-- Data provided --
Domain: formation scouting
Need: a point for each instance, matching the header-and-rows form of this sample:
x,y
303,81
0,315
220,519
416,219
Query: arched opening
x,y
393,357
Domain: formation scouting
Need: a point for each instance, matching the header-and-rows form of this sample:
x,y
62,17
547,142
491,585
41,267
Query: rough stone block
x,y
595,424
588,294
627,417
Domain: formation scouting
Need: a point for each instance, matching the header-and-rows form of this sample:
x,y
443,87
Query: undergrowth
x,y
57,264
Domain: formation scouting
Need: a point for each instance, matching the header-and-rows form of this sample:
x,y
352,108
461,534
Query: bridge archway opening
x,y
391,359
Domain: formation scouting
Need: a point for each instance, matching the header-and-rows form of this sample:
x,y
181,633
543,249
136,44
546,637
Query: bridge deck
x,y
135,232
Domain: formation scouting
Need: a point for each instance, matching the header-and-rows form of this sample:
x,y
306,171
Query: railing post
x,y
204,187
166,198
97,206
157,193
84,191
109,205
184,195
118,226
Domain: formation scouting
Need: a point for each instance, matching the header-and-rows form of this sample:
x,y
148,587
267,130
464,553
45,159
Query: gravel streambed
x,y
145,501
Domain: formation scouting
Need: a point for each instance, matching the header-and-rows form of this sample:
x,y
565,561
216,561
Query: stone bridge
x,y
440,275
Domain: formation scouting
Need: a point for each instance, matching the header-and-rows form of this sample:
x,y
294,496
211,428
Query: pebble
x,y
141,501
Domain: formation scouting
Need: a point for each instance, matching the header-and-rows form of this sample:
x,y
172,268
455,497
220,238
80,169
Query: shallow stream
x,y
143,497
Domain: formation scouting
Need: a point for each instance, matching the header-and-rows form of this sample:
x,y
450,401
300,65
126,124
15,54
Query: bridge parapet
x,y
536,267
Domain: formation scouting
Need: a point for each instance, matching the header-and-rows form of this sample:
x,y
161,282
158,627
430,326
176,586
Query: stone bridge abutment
* * *
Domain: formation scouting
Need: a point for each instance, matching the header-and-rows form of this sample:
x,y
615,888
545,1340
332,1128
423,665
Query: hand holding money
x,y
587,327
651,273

-- Task requirements --
All lines above from the one containing "Query: railing post" to the one containing "Query: stone bridge abutment" must be repeated exactly, both lines included, and no others.

-- Response to the task --
Query: railing post
x,y
204,187
166,198
97,206
157,193
84,191
109,205
184,195
118,226
Domain: formation scouting
Need: a point for each instance, matching the header-and-rows form of this sample:
x,y
148,587
267,130
464,553
45,159
Query: gravel streambed
x,y
145,501
Domain: formation scouting
Need: a point for each instance, matching the header-and-rows form of this sample:
x,y
565,561
216,561
Query: stone bridge
x,y
440,275
Domain: formation scouting
Need: a point for each instance, matching the header-and-rows form of this sample:
x,y
294,496
211,428
Query: pebble
x,y
141,501
Domain: formation scouting
Need: a point for each instance, matching the header-and-rows form of this sample:
x,y
172,268
455,497
220,238
80,169
Query: shallow stream
x,y
143,497
Domain: formation scouting
Need: a point for each instance, matching the header-and-rows form of this sample:
x,y
450,401
300,65
126,124
15,54
Query: bridge parapet
x,y
536,267
Domain: formation scouting
Need: a point for each instance, matching the header-and-rows form of this sample:
x,y
161,282
158,627
430,326
176,586
Query: stone bridge abutment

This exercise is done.